EXERCISE DIRECTIONS – Rewrite the rows in the part that opens with the line containing "Return the outline of every instance of the curtain." and closes with the line containing "[[[0,0],[0,162],[7,158],[8,145],[7,0]]]", requests included, offsetting every polygon coordinate in the answers by -103.
********************
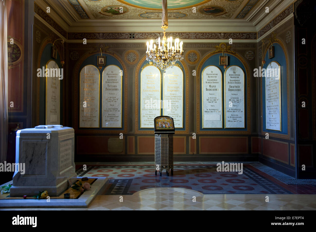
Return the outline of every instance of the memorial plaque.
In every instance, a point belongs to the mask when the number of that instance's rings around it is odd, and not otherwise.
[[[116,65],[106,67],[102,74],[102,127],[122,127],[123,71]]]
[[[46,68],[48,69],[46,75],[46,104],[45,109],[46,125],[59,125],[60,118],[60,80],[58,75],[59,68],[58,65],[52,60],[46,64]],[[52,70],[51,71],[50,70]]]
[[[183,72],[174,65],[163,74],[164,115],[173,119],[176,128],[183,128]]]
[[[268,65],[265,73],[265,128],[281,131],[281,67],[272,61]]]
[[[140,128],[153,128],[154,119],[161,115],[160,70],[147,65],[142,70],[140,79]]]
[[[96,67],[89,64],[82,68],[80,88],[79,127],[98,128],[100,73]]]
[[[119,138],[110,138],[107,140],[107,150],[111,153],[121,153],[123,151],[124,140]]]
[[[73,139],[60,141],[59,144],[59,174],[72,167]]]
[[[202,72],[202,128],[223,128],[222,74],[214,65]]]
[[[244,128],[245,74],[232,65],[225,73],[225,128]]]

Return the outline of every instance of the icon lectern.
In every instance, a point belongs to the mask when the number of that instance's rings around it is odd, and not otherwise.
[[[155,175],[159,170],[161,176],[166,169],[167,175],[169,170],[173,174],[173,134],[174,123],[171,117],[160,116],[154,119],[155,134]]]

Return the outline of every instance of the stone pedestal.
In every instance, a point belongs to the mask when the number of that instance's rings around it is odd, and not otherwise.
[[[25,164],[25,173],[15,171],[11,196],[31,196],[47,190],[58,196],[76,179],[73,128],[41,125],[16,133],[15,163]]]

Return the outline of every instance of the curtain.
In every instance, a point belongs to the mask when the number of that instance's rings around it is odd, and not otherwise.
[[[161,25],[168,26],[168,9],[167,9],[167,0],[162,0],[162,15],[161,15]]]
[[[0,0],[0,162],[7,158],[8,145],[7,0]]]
********************
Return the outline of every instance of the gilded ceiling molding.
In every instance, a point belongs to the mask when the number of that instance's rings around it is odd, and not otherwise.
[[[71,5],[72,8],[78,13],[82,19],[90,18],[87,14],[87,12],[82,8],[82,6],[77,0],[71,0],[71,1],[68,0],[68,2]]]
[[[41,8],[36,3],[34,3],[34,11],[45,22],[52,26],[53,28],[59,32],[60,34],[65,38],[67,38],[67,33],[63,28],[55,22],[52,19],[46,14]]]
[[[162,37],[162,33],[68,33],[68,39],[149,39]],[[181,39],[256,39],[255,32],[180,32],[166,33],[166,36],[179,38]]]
********************
RESPONSE BELOW –
Return the outline of every instance of the curtain.
In every instance, a point belongs to the mask when the number of that instance's rings around it is odd, and not otherwise.
[[[58,-78],[65,-77],[65,-94],[64,-94],[64,-103],[59,-103],[59,-88],[58,-88]]]
[[[-103,-103],[-103,59],[-96,55],[-95,42],[-96,-103]]]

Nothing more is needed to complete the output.